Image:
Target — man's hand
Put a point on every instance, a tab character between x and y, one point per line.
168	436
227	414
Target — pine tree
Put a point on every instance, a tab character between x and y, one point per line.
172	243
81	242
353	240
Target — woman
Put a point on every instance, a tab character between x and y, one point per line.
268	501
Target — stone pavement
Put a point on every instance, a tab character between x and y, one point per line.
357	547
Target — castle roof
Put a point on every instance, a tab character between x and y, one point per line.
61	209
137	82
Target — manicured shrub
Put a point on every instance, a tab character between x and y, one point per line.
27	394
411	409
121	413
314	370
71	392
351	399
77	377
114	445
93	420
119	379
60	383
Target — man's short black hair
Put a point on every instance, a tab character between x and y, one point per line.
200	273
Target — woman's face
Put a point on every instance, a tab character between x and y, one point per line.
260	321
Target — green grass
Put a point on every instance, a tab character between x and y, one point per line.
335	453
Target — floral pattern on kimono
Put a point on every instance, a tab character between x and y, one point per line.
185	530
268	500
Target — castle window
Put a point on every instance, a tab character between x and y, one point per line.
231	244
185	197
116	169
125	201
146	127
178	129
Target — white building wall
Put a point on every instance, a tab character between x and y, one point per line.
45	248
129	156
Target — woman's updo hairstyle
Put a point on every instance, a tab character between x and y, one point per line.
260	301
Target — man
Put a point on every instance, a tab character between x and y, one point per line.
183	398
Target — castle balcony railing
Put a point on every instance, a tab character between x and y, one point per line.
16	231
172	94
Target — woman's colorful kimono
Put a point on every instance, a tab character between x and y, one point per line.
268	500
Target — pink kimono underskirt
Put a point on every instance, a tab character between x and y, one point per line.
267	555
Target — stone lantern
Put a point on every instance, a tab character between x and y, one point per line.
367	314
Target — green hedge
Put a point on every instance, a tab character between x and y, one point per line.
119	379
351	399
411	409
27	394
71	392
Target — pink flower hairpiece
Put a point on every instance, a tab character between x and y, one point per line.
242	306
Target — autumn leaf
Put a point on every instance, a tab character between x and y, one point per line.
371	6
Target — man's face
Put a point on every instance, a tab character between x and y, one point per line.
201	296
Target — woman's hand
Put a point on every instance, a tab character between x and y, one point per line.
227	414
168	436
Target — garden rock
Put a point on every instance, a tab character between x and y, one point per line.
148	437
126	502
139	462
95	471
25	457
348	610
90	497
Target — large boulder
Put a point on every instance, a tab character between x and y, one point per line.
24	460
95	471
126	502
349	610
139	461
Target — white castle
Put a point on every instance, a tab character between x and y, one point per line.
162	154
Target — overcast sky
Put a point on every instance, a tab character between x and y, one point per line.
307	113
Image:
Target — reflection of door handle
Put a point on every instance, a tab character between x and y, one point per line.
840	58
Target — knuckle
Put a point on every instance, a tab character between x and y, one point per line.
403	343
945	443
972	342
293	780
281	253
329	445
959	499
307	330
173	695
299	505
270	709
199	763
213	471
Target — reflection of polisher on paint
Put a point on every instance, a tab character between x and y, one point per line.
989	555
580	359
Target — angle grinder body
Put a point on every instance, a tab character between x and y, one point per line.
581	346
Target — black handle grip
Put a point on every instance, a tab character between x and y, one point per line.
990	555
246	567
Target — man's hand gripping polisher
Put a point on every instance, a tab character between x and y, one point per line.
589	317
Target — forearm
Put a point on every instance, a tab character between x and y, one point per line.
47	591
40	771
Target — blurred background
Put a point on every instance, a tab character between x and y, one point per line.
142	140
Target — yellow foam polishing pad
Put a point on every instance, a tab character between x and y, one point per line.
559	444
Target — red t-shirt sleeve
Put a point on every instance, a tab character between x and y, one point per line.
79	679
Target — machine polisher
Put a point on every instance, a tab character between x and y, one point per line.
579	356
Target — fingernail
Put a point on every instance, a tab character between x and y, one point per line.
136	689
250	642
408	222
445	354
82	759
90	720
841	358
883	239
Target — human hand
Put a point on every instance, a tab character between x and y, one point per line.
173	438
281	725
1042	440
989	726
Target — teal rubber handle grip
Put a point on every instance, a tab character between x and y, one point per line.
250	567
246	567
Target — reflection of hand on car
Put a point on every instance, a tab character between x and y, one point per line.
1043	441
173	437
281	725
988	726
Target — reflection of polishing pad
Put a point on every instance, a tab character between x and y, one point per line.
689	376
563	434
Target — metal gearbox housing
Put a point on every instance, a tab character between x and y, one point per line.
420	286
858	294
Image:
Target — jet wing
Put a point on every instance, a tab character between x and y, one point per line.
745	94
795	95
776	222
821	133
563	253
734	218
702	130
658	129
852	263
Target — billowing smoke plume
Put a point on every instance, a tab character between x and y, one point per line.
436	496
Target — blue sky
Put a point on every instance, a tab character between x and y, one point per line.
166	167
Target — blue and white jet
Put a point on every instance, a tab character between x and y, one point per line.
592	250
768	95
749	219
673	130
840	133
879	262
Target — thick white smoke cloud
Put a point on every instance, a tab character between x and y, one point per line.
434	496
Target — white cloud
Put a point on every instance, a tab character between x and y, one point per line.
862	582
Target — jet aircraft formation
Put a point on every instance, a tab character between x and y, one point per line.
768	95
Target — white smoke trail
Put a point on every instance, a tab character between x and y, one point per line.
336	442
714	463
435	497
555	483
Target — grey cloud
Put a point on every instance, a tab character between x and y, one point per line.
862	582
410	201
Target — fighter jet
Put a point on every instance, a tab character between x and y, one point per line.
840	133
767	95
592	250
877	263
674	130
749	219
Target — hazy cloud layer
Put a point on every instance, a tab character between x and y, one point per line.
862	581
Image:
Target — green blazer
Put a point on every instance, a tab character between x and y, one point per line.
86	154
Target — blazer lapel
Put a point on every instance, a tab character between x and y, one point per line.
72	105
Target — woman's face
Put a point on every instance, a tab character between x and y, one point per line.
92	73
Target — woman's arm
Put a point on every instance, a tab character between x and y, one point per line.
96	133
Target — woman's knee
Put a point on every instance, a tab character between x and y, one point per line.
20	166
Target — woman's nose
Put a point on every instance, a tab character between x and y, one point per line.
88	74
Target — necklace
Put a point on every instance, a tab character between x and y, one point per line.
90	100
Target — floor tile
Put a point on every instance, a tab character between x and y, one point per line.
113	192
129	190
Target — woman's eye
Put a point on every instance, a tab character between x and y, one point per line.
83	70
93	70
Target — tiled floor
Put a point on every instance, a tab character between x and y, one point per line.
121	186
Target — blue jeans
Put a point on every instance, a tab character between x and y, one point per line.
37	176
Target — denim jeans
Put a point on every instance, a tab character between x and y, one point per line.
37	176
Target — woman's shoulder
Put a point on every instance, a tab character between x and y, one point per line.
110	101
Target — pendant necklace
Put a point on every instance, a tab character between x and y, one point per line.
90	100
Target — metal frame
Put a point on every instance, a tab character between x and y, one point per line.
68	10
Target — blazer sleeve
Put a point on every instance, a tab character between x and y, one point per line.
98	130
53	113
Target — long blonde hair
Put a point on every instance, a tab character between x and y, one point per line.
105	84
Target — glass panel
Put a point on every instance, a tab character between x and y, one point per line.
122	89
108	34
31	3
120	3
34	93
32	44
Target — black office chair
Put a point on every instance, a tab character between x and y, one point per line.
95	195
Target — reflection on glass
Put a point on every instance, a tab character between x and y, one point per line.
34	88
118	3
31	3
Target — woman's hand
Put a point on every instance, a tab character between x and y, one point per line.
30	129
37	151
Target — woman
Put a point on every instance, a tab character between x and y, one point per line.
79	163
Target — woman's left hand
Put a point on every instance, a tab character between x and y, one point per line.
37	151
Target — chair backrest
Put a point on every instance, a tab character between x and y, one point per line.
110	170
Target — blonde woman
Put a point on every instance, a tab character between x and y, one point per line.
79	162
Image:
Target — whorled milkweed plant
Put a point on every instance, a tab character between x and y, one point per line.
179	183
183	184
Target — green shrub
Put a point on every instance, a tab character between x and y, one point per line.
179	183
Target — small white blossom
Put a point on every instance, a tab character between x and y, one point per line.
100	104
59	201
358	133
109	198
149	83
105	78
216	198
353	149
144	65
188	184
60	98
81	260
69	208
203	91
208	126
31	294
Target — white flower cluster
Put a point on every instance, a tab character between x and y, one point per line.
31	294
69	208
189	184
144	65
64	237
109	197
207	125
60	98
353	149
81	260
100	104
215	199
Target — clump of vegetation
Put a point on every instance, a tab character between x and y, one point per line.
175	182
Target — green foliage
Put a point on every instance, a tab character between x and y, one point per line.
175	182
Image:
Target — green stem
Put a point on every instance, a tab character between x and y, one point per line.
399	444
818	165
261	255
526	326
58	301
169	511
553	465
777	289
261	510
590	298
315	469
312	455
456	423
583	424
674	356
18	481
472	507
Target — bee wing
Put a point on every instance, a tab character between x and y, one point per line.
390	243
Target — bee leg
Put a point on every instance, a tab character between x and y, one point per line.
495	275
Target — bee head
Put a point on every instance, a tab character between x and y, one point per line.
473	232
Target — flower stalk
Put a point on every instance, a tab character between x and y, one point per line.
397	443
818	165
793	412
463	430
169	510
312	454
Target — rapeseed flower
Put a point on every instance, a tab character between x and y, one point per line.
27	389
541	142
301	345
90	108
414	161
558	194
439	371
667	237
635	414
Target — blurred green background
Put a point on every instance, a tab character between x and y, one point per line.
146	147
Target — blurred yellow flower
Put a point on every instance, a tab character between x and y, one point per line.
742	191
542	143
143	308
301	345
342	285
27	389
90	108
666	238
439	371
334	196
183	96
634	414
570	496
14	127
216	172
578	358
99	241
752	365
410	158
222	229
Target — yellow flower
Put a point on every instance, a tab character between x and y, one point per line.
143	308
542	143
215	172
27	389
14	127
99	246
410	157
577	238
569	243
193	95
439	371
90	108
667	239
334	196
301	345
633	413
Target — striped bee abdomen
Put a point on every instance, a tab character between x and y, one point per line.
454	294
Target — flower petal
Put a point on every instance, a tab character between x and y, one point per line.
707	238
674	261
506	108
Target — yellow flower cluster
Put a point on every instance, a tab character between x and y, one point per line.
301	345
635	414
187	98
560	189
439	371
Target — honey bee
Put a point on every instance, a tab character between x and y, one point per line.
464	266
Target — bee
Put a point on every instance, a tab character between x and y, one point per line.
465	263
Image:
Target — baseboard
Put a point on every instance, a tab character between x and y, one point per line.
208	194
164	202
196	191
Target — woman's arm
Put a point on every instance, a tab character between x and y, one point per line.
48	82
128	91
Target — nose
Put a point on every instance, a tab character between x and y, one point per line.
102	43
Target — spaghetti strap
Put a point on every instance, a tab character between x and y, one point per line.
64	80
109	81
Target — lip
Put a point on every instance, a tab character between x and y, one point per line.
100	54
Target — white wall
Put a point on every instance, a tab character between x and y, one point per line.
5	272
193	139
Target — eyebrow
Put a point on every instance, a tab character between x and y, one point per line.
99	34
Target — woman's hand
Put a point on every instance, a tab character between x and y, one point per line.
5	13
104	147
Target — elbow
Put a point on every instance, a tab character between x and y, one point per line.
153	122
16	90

• **Set exercise**: Would you quote, exactly and only, the lines from the one containing "Target — lip" to the end of the entries?

• **Finished exercise**:
Target — lip
Put a point on every instance, a tab character between x and y, one point per line.
100	54
Target — white wall
Put a point on every instance, a tab character between x and y, one point per line.
5	272
193	139
Target — eyebrow
Put a point on every instance, a tab character between x and y, one point per line.
99	34
Target — woman's hand
Put a point on every instance, a tab character between x and y, one point per line.
5	13
104	147
Target — elbow
Put a point on every instance, a tab character between x and y, one point per line.
153	122
16	90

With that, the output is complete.